The Side Effects — All of Them, Honestly
No sugarcoating here. These drugs have real side effects, and some of them are things most prescribers do not bring up in the brief appointment where they hand you the prescription. Here is the full picture:
VERY COMMON (50–60% OF USERS)
- Nausea — especially when starting or increasing dose
- Diarrhea
- Constipation
- Vomiting
- Burping / belching
- Stomach cramping
- Bloating and gas
- Fatigue
- Headache
- Heartburn / acid reflux
SERIOUS SIDE EFFECTS
- Gastroparesis — stomach stops emptying properly
- Bad breath from slow gastric emptying
- Pancreatitis — inflammation of the pancreas
- Bowel obstruction in rare cases
- Thyroid tumors (seen in animals; monitoring advised)
- Severe dehydration from vomiting or diarrhea
- Aspiration risk under anesthesia — crucial to tell your surgeon
- Vision changes (rare — called NAION)
- Allergic reactions at injection site
LONG-TERM CONCERNS
- Muscle loss — up to 40% of weight lost can be lean muscle
- Bone density loss — especially in older adults and teens
- Hair loss (telogen effluvium from rapid weight loss)
- Nutritional deficiencies from eating less
- Weight regain if you stop the drug
- Unknown effects of decade-long use
- Menstrual irregularities in some women
- Potential psychiatric effects (see below)

* Required actions *
a: From the side-effects text, write out the passage that begins at the words "- Nutritional deficiencies" and ends after "effects (see below)".
b: Write the next part of the side-effects text, starting after its final line.
You can ignore the rows after this text.

* Data provided *
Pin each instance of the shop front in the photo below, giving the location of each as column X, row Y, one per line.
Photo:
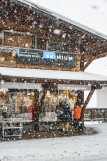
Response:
column 31, row 96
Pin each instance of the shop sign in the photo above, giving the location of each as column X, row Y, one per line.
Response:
column 39, row 57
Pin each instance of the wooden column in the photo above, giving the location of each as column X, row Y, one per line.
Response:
column 86, row 103
column 45, row 88
column 36, row 111
column 82, row 57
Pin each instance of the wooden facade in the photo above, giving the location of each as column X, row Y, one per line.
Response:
column 25, row 26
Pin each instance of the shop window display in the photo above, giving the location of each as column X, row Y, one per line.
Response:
column 52, row 100
column 17, row 104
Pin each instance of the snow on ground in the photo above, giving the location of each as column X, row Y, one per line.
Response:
column 76, row 148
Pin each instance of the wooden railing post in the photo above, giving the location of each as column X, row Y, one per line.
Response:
column 86, row 103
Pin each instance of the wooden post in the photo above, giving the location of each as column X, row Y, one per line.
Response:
column 86, row 103
column 36, row 110
column 82, row 57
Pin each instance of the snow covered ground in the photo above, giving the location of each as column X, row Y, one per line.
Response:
column 76, row 148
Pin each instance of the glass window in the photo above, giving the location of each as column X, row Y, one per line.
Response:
column 17, row 104
column 58, row 46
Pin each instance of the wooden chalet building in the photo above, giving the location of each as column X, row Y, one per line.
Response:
column 43, row 55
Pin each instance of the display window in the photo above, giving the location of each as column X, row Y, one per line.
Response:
column 17, row 104
column 52, row 100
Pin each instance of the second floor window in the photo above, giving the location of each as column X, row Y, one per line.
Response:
column 58, row 46
column 19, row 40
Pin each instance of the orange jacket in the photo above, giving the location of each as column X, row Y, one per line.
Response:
column 77, row 112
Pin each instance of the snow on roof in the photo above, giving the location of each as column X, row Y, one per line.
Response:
column 51, row 74
column 68, row 18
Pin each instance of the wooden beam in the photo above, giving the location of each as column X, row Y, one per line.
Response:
column 86, row 103
column 82, row 63
column 45, row 86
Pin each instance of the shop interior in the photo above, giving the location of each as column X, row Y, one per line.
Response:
column 16, row 103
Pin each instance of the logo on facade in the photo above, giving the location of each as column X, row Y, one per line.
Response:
column 49, row 55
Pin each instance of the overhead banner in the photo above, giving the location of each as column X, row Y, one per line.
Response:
column 39, row 57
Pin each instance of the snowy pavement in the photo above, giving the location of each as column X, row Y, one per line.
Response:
column 76, row 148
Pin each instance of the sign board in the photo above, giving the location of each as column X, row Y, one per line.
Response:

* Responses in order *
a:
- Nutritional deficiencies from eating less
- Weight regain if you stop the drug
- Unknown effects of decade-long use
- Menstrual irregularities in some women
- Potential psychiatric effects (see below)

b:
Let’s Talk About the Gastroparesis and Bad Breath Issue
This is one of the most common quality-of-life complaints that patients don’t expect. GLP-1 drugs slow down how fast your stomach empties food into your intestines — this is called gastroparesis, or delayed gastric emptying. When food sits in your stomach longer than it should, it ferments, produces gas, and causes that distinctive sulfur-like bad breath that many Ozempic users report.
It can also cause loud, embarrassing burping, a constant feeling of fullness even hours after eating a small meal, and in some people, it progresses to true gastroparesis — a serious condition where the stomach essentially stops moving food through normally. This is rare but documented, and anyone with nausea and vomiting that is getting worse rather than better needs medical attention.
The Muscle Loss Problem — This Is More Serious Than You Think
Here is something that should be in every conversation about these drugs but usually is not: when you lose weight on GLP-1 drugs, a significant portion of what you lose is muscle, not just fat. Studies show that 15–40% of weight lost on these medications comes from lean muscle mass. For a person who loses 50 pounds, that could mean losing 10–20 pounds of actual muscle.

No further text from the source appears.